**Source document**

____________________

To further determine the contribution of transcriptionally distinct subsets in the IP to the CD8+ CAR-T cell pool after infusion, we identified clonotypes in the IP that were subsequently present or not present at the early, late, or very late time points after infusion. As time after infusion increased, there was a progressive increase in the fraction of persisting clonotypes that originated from cluster 2 in the IP (Fig. 7d). Thus, transcriptionally distinct subsets of infused CAR-T cells differ in their contributions to the CAR-T cell pool in blood after adoptive transfer.

Discussion

Expansion of CD19-specific CAR-T cells in vivo in response to antigen encounter is a key factor associated with clinical response and toxicities of CAR-T cell therapy4,6,11,27. Previous studies have reported associations between functional attributes in pooled CAR-T cell populations and clinical response8,28,29, but no studies have examined factors that impact expansion of distinct clones within individual patients. In this study, we examined the in vivo behavior of distinct CAR-T cell clones within individual patients. This approach allowed direct assessment of transcriptional attributes in infused cells associated with clonal expansion in individual patients, regardless of the anti-tumor response, which might be influenced by the tumor burden and tumor microenvironment.

____________________

**Extracted entries**
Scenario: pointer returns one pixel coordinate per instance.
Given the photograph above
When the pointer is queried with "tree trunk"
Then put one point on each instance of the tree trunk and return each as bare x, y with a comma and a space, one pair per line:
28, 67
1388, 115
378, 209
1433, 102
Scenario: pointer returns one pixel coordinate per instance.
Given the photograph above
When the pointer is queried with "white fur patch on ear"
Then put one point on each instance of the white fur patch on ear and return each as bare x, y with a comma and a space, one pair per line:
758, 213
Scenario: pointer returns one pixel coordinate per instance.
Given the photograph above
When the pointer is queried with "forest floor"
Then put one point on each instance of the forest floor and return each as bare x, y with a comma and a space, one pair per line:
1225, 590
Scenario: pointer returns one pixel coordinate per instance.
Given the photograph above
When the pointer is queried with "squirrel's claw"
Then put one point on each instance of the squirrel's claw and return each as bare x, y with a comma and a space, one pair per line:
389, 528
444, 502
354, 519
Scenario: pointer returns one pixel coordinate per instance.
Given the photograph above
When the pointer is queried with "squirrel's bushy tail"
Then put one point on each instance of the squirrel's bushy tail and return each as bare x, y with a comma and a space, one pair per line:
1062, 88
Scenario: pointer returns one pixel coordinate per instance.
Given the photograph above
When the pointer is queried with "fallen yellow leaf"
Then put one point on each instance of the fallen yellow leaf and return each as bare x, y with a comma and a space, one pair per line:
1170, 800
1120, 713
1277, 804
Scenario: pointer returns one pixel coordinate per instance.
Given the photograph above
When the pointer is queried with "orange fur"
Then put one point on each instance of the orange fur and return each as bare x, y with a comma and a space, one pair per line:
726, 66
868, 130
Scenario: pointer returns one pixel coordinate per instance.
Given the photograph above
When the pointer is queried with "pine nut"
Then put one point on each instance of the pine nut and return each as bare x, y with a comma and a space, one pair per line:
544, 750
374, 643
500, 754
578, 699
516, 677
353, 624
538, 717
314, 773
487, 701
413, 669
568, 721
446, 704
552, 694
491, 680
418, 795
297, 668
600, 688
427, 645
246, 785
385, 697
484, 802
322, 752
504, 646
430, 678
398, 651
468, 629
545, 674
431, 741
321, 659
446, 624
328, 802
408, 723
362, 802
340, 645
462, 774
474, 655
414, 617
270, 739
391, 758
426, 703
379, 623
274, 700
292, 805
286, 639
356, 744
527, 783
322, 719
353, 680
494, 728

____________________

**Task description**
Reproduce the passage on CAR-T cell clones above, starting with "To further determine" and going on through "after adoptive transfer.".

**Answer to this problem**
To further determine the contribution of transcriptionally distinct subsets in the IP to the CD8+ CAR-T cell pool after infusion, we identified clonotypes in the IP that were subsequently present or not present at the early, late, or very late time points after infusion. As time after infusion increased, there was a progressive increase in the fraction of persisting clonotypes that originated from cluster 2 in the IP (Fig. 7d). Thus, transcriptionally distinct subsets of infused CAR-T cells differ in their contributions to the CAR-T cell pool in blood after adoptive transfer.